Davao toddler comfirmed to have EV-71By Jeannette I. Andrade
Philippine Daily Inquirer
MANILA, Philippines—A 19-month-old toddler from Davao has been diagnosed to have been infected with enterovirus 71, the same virus that has killed more than 60 children in Cambodia, but has since recovered.
Health Secretary Enrique Ona said the boy was the only confirmed case among eight suspected cases in the country to have the form of the hand, foot and mouth disease or EV-71 strain.
Ona said the strain which was previously undetected and unidentified was a mild form of EV-71 and could have been in the country long before its deadlier variant killed Cambodian children.
“The virus is similar to Cambodia but mild,” he said.
“I am not surprised if all along it (EV-71) has been here. But the specific strain has not been examined (previously). Maybe it was never identified here before. By the manner it is presented, it is easily presumed that the strain came only from Cambodia. But this virus could have been here all along,” Ona said.
##############################
EXERCISE:
Copy the part of the article about the Davao toddler from "Davao toddler comfirmed" up to and including "killed Cambodian children.", word for word. You can ignore the data that comes after this article.
##############################
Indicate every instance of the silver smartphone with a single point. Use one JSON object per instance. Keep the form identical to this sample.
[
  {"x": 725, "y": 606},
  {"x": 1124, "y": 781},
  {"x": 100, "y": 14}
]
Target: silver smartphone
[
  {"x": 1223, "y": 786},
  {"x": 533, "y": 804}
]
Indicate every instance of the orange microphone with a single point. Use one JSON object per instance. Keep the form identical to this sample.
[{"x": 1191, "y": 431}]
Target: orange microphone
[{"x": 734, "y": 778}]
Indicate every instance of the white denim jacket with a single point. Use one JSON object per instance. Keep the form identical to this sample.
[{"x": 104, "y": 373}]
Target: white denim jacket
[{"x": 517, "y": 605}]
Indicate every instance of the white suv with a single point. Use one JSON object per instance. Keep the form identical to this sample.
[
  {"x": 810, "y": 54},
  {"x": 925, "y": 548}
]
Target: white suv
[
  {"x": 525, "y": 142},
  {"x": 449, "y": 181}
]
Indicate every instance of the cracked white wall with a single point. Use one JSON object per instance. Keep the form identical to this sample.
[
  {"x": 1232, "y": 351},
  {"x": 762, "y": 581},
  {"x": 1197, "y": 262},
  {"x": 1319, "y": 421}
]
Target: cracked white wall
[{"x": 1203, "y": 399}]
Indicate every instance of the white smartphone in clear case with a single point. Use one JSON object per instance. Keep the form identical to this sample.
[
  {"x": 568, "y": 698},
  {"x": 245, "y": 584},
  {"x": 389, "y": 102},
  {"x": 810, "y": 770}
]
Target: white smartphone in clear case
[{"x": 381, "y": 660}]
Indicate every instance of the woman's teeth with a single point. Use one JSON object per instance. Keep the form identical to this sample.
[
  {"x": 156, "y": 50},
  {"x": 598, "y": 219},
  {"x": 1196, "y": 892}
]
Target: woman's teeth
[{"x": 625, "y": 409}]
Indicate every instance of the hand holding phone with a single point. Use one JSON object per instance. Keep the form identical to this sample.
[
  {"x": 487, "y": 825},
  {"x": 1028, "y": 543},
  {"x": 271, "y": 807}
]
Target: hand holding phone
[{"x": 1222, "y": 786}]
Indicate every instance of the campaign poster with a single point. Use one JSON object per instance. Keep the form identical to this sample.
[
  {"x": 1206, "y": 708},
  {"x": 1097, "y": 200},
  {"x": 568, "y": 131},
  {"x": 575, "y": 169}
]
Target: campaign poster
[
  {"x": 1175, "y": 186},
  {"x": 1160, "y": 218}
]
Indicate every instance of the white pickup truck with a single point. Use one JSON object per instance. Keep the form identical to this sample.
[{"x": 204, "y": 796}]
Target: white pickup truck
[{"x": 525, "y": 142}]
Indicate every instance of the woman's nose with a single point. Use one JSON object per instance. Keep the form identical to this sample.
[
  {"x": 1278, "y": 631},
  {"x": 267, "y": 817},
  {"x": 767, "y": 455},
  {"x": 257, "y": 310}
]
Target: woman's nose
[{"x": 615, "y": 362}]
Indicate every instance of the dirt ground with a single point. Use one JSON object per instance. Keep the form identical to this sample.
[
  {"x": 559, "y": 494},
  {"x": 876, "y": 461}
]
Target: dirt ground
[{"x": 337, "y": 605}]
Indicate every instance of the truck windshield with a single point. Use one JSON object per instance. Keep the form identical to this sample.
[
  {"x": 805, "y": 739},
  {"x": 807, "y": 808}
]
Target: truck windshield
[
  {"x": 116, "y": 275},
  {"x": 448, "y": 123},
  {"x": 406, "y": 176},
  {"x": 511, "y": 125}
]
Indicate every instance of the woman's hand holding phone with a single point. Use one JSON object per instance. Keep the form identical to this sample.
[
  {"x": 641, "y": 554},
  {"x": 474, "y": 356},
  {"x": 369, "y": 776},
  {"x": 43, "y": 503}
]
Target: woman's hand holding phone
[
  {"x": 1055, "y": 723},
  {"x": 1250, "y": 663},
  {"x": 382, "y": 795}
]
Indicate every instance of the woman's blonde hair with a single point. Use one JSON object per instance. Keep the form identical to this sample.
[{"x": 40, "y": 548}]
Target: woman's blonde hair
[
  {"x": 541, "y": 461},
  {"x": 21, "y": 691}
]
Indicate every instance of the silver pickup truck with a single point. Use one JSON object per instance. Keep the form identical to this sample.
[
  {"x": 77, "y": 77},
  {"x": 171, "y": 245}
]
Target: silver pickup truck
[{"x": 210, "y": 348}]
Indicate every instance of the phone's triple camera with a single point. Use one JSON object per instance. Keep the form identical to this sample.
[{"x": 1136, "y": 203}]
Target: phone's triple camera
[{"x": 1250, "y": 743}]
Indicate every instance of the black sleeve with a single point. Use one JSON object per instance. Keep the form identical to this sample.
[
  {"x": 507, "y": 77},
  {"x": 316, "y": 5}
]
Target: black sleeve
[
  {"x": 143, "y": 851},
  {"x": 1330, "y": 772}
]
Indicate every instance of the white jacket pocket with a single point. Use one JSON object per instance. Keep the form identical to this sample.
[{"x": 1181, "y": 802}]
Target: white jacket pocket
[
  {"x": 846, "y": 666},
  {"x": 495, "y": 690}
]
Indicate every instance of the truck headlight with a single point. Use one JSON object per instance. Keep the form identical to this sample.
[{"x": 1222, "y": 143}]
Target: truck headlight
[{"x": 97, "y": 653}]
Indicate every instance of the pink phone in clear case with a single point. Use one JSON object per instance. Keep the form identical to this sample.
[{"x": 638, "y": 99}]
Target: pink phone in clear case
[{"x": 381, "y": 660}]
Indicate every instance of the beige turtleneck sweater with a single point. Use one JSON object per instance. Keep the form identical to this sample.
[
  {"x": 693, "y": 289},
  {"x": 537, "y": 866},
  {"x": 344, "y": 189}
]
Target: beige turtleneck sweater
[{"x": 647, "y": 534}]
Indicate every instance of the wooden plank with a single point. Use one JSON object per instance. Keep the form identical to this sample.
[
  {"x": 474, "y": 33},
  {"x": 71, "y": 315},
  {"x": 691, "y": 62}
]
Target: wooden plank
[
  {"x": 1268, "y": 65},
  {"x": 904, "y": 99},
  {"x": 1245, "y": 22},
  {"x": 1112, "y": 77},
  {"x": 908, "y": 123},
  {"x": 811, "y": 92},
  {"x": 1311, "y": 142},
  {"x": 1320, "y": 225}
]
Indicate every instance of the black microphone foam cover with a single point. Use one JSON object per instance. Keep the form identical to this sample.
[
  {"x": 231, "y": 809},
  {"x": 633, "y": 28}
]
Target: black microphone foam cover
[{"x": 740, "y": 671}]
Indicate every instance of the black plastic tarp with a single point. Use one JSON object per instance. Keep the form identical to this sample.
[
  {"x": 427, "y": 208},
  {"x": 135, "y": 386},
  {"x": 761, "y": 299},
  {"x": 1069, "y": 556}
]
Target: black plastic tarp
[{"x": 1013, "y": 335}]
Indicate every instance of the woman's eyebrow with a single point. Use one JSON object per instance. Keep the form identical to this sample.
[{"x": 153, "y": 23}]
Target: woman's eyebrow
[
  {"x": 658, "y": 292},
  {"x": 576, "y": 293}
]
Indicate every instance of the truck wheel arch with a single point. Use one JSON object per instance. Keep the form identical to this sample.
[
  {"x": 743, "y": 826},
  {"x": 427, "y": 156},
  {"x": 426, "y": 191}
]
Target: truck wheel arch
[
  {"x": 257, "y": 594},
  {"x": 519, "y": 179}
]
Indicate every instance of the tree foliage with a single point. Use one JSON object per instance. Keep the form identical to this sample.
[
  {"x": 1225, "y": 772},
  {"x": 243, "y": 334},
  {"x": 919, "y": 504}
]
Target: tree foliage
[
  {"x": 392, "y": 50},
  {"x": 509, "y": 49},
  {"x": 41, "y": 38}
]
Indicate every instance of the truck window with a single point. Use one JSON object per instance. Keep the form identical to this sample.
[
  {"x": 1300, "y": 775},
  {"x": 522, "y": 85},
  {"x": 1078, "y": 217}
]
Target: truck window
##############################
EXPECTED OUTPUT:
Davao toddler comfirmed to have EV-71By Jeannette I. Andrade
Philippine Daily Inquirer
MANILA, Philippines—A 19-month-old toddler from Davao has been diagnosed to have been infected with enterovirus 71, the same virus that has killed more than 60 children in Cambodia, but has since recovered.
Health Secretary Enrique Ona said the boy was the only confirmed case among eight suspected cases in the country to have the form of the hand, foot and mouth disease or EV-71 strain.
Ona said the strain which was previously undetected and unidentified was a mild form of EV-71 and could have been in the country long before its deadlier variant killed Cambodian children.